**Exercise description:** Output the entries below so that they read exactly as they do now.

____

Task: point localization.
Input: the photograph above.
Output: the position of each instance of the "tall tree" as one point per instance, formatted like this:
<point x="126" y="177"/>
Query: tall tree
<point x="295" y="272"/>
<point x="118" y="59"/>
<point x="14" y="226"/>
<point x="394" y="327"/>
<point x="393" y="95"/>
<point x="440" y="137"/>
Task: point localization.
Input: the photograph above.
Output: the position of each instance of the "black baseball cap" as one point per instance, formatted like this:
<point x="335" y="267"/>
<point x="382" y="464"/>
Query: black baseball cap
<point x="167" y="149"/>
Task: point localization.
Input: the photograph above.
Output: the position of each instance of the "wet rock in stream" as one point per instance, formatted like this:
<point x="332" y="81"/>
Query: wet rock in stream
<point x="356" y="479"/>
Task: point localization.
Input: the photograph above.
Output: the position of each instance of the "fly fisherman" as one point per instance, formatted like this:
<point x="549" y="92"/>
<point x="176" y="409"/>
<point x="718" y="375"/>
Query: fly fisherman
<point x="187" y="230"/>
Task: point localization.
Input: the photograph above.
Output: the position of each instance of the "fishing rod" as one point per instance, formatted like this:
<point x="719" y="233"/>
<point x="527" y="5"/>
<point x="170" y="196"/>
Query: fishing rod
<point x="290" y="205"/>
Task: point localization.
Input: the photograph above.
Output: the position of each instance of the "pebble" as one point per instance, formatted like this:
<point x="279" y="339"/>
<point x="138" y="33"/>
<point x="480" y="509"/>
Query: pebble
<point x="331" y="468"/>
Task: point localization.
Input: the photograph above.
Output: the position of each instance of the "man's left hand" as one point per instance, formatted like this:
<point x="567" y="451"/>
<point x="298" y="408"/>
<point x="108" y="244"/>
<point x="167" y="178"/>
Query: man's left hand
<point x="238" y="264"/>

____

**Response:**
Task: point localization.
Input: the photograph above.
Output: the position of each instance of the "tall tree" as one point per instance, formatted like this:
<point x="126" y="177"/>
Query: tall tree
<point x="295" y="272"/>
<point x="118" y="59"/>
<point x="14" y="226"/>
<point x="394" y="327"/>
<point x="393" y="95"/>
<point x="440" y="137"/>
Task: point localization.
Input: the photograph above.
Output: the position of each instance of the "black baseball cap" as one point per instance, formatted like this:
<point x="335" y="267"/>
<point x="382" y="464"/>
Query: black baseball cap
<point x="167" y="149"/>
Task: point localization.
Input: the photograph above.
Output: the position of each instance of the "wet rock in stream" as one point per instance, formatted like this:
<point x="332" y="81"/>
Query: wet rock in stream
<point x="356" y="479"/>
Task: point localization.
Input: the photograph above.
Output: the position of each instance of the "fly fisherman" as one point per instance, formatted like this:
<point x="549" y="92"/>
<point x="176" y="409"/>
<point x="718" y="375"/>
Query: fly fisherman
<point x="187" y="230"/>
Task: point localization.
Input: the photograph above.
Output: the position of each instance of the "fishing rod" as one point per instance, formatted like this:
<point x="719" y="233"/>
<point x="527" y="5"/>
<point x="170" y="196"/>
Query: fishing rod
<point x="290" y="205"/>
Task: point localization.
Input: the photograph above.
Output: the position of each instance of the "pebble" as one point per instance, formatted like this:
<point x="279" y="339"/>
<point x="138" y="33"/>
<point x="480" y="509"/>
Query: pebble
<point x="331" y="468"/>
Task: point localization.
Input: the photograph above.
Output: the position of each instance of the "man's left hand" as one point per instance, formatted like this:
<point x="567" y="451"/>
<point x="298" y="408"/>
<point x="108" y="244"/>
<point x="167" y="178"/>
Query: man's left hand
<point x="238" y="264"/>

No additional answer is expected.